***** PASSAGE FOR REVIEW
Five-fold cross-validation
A five-fold cross-validation approach was applied to evaluate the robustness of the parameters. The Day 3 transfer data were randomly divided into five groups and five algorithm calibration–validation runs were performed. For each run, we performed a split procedure in a fixed order that followed the structure of the obtained classification tree in order to generate a calibration of the splitting value for each variable in 4/5 of the data. The remaining 1/5 of the data which was not part of the calibration was then used for validation. The calibrated splitting values and the AUCs for calibrations and validations were recorded.
Algorithm robustness with respect to incubation environment and fertilization method
The Day 3 transfer data included a four level grouping comprising the combinations of the two variables insemination (IVF or ICSI) and oxygen level (reduced (~5%) or ambient (~20%)), which have been shown to impact morphokinetics (Kirkegaard ; Bodri ). The robustness in relation to these different factors was tested as follows: similar to five-fold validation, all of the data except for those in a given environmental group were used to optimize the splitting values according to the structure of the obtained classification tree. Data from the excluded environmental group were then used for validation and the splitting values and AUC were recorded.
**********
*REQUIRED WORK*.
a – Rewrite the validation passage, beginning at the words "Algorithm robustness with" and stopping after "AUC were recorded.", with "oxygen level" changed to "oxygen concentration".
b – Answer these questions from the validation passage.
(i) Into how many groups were the Day 3 transfer data randomly divided?
(ii) What fraction of the data was used for calibration in each cross-validation run?
(iii) Which two insemination methods does the passage name?
c – List every level of the two variables that make up the four-level grouping in the validation passage.
***** DATA SECTION
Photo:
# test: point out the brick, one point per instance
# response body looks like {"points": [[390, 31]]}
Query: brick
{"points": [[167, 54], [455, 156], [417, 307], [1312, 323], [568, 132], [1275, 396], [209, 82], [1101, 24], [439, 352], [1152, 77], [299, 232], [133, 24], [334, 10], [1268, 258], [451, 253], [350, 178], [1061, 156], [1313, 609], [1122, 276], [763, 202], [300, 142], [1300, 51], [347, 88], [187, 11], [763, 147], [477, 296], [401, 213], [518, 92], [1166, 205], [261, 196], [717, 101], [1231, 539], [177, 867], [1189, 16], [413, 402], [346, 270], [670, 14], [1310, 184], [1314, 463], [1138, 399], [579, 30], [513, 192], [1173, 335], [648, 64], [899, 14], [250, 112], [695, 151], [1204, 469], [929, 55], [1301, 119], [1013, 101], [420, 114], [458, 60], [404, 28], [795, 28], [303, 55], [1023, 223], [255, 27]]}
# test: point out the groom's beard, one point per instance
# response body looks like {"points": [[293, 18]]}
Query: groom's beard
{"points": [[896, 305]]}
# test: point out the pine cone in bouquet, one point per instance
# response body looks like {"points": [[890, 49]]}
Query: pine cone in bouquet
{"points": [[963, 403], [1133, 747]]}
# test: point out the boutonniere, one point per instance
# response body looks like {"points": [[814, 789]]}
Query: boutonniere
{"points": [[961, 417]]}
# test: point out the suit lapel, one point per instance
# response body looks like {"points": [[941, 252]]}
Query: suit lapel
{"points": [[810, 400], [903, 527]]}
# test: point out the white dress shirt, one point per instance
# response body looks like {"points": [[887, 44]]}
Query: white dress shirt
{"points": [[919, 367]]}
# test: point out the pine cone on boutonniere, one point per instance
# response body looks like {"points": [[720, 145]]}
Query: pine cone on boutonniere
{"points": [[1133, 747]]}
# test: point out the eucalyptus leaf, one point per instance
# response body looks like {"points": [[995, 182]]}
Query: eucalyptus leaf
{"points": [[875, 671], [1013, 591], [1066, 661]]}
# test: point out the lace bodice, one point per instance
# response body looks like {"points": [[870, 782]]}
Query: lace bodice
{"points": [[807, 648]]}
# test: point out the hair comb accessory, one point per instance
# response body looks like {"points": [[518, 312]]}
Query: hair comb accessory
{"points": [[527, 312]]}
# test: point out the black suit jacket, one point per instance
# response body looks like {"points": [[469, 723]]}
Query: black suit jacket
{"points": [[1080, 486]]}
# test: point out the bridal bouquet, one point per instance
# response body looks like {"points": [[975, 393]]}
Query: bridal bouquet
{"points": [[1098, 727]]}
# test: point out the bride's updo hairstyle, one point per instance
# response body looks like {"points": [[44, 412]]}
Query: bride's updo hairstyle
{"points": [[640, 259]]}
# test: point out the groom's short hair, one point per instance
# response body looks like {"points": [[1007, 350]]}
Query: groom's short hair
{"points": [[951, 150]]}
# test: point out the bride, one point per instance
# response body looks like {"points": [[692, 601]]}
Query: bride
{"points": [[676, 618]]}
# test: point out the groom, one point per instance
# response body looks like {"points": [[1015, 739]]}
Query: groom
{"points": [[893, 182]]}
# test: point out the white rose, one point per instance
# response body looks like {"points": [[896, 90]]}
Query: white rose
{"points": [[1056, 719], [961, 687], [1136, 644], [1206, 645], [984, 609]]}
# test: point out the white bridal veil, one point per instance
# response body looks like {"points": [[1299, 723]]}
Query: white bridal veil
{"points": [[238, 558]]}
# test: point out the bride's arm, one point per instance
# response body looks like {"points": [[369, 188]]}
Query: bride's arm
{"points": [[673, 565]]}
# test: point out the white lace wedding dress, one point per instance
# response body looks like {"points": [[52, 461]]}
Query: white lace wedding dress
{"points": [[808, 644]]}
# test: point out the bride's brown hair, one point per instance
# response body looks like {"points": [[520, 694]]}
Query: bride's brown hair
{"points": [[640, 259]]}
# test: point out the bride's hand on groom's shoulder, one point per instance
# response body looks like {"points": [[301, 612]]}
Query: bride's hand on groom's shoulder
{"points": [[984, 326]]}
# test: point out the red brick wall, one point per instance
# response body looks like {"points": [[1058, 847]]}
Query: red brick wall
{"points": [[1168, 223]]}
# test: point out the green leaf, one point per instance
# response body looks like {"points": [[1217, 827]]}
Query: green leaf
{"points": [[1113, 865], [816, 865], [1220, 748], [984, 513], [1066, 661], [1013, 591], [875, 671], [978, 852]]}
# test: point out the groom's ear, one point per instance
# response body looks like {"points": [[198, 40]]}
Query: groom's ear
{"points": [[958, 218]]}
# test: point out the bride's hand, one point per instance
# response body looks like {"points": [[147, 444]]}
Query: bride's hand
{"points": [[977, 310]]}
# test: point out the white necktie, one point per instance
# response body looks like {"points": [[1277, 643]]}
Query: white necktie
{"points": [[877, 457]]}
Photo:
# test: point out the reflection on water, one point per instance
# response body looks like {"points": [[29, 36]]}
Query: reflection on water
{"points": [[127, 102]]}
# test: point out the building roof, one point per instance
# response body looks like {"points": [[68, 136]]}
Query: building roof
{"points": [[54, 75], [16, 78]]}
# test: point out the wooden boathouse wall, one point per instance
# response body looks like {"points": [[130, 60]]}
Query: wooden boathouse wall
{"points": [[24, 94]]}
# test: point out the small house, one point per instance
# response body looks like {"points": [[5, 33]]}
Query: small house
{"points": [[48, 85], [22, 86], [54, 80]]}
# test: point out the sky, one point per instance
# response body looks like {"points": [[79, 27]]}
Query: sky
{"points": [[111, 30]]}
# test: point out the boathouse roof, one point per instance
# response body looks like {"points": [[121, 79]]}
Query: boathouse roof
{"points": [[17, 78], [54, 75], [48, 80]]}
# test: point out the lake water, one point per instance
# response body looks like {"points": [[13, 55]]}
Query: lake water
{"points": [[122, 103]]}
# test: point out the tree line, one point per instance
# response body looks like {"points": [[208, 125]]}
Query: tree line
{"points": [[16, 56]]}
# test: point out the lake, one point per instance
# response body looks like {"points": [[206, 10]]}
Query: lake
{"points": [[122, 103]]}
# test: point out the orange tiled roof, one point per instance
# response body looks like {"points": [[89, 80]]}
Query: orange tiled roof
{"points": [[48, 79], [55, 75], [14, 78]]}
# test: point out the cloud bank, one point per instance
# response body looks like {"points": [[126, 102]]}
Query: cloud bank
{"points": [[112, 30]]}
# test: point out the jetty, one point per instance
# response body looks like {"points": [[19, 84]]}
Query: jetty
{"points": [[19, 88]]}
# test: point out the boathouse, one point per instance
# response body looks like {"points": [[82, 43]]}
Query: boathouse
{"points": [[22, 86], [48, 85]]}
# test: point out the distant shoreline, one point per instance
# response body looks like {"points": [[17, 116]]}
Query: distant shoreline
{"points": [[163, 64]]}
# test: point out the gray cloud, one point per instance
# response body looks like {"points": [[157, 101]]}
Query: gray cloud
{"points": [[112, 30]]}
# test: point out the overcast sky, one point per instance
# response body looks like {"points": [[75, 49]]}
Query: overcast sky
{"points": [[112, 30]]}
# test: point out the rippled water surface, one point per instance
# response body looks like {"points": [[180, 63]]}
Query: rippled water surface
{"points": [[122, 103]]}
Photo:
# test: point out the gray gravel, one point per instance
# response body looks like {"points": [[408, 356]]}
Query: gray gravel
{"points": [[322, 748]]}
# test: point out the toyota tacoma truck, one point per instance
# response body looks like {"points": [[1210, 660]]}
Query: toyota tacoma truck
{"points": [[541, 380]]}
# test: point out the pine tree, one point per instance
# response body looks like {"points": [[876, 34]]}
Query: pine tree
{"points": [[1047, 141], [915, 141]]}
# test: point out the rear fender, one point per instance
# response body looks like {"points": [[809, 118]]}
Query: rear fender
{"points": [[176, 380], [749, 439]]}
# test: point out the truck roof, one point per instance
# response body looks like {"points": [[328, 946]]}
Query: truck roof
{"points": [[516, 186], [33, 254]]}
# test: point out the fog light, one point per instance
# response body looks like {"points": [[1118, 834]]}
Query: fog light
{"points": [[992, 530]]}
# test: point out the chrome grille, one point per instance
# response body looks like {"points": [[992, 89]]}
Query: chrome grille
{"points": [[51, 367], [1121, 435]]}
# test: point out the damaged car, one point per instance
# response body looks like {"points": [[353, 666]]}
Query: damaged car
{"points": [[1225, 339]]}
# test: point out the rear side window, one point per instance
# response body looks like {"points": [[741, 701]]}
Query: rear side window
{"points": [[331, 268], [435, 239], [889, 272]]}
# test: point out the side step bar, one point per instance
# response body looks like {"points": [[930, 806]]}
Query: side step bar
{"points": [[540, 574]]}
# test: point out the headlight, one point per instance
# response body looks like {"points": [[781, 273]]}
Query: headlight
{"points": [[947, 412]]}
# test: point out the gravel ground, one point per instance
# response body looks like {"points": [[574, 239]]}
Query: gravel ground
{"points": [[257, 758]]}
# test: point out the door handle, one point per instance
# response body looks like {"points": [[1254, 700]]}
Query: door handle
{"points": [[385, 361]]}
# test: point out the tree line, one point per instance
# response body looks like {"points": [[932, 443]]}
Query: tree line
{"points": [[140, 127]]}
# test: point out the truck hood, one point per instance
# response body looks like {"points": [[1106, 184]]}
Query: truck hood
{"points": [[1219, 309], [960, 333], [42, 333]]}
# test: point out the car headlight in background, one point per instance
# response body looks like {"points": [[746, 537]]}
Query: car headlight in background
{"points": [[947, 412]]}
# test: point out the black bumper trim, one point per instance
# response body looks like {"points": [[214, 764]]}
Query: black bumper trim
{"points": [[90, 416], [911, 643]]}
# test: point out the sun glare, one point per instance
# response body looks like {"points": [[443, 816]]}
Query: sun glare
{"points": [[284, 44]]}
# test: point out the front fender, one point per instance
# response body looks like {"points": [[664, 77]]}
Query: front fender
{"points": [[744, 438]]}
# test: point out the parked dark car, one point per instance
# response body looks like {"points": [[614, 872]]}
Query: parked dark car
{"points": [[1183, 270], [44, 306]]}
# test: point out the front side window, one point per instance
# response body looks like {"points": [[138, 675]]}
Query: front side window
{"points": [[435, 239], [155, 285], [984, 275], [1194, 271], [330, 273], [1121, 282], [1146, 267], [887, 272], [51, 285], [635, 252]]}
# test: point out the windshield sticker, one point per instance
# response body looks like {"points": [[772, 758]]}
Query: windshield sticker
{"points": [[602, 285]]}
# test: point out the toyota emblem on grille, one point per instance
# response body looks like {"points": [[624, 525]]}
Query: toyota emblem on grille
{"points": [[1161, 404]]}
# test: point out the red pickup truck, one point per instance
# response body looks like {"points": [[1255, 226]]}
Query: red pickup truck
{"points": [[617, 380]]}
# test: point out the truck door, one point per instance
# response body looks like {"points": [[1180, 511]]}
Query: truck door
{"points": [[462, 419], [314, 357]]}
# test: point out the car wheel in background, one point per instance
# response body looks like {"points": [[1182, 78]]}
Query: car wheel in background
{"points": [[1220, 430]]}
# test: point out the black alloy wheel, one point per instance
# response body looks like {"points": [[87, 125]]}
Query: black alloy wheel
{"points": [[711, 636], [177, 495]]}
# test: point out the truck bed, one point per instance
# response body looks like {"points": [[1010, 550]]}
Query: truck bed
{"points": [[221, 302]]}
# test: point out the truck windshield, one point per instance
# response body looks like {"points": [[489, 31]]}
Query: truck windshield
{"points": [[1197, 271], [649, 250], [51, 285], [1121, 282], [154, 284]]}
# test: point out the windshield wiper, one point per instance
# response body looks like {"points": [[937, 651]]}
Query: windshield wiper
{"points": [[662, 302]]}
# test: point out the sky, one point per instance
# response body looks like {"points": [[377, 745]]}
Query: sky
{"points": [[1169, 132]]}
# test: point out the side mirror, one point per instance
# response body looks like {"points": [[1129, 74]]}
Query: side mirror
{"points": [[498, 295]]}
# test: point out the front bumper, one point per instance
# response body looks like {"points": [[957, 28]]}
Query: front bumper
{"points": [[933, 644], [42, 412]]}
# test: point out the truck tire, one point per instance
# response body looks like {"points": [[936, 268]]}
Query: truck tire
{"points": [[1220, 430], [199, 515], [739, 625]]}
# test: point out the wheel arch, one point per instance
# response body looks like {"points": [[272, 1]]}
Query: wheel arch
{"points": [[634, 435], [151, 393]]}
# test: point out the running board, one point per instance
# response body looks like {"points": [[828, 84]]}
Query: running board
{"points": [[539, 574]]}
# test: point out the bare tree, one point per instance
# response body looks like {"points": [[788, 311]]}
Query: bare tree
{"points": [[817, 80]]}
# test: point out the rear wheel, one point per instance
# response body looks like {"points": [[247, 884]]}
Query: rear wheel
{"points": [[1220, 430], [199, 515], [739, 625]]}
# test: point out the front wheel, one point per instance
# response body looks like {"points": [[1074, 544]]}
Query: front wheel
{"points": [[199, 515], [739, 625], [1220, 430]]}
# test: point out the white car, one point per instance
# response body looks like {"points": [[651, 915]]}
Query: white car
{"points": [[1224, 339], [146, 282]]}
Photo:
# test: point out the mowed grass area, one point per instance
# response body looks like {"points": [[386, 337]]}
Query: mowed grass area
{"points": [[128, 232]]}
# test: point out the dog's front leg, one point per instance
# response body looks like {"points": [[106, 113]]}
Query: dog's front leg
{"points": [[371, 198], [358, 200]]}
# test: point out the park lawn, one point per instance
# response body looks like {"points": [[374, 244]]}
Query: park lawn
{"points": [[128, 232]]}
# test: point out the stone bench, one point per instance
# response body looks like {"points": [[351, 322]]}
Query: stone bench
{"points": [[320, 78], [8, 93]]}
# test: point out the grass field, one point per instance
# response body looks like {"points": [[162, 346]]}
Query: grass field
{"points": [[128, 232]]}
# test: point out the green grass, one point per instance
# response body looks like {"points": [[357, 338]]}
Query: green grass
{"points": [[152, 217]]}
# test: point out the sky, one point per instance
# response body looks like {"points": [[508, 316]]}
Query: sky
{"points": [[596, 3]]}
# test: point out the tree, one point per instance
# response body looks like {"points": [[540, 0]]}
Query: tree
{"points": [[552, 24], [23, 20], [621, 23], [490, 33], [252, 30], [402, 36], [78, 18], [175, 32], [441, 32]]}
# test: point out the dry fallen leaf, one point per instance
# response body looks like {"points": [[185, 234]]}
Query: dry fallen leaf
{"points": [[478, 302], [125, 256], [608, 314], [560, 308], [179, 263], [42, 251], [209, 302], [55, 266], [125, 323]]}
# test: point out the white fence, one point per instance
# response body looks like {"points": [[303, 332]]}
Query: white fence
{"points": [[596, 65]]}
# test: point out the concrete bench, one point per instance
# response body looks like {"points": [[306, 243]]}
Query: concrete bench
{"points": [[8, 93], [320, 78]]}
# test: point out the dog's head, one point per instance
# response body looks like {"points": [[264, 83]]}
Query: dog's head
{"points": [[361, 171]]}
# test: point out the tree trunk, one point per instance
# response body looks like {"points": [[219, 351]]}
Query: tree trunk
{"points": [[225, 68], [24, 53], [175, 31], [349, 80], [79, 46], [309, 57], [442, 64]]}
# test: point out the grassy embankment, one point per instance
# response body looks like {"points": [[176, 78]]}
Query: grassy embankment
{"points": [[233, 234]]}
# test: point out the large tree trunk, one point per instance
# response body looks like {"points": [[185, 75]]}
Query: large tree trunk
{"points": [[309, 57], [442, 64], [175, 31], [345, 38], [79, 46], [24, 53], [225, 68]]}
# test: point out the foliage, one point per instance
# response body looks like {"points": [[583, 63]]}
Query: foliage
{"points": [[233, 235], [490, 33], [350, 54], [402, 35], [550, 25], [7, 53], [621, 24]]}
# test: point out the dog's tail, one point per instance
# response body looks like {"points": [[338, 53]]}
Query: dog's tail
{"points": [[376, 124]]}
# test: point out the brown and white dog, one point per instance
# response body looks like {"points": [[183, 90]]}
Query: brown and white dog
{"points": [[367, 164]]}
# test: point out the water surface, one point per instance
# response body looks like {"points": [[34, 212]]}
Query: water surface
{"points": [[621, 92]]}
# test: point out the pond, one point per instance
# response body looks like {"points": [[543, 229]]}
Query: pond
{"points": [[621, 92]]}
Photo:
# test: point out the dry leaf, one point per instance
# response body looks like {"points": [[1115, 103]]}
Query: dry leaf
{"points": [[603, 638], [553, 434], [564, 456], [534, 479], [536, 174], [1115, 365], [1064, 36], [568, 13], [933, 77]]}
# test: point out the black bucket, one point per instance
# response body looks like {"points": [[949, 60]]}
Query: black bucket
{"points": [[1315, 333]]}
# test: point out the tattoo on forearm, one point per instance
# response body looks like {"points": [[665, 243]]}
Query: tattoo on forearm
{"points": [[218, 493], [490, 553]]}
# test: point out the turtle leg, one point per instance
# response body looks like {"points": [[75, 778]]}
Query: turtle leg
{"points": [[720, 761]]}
**********
*TASK-BY-TASK OUTPUTS*.
a –
Algorithm robustness with respect to incubation environment and fertilization method
The Day 3 transfer data included a four level grouping comprising the combinations of the two variables insemination (IVF or ICSI) and oxygen concentration (reduced (~5%) or ambient (~20%)), which have been shown to impact morphokinetics (Kirkegaard ; Bodri ). The robustness in relation to these different factors was tested as follows: similar to five-fold validation, all of the data except for those in a given environmental group were used to optimize the splitting values according to the structure of the obtained classification tree. Data from the excluded environmental group were then used for validation and the splitting values and AUC were recorded.

b –
(i) Five groups.
(ii) 4/5 of the data.
(iii) IVF and ICSI.

c –
IVF (insemination)
ICSI (insemination)
Reduced (~5%) (oxygen level)
Ambient (~20%) (oxygen level)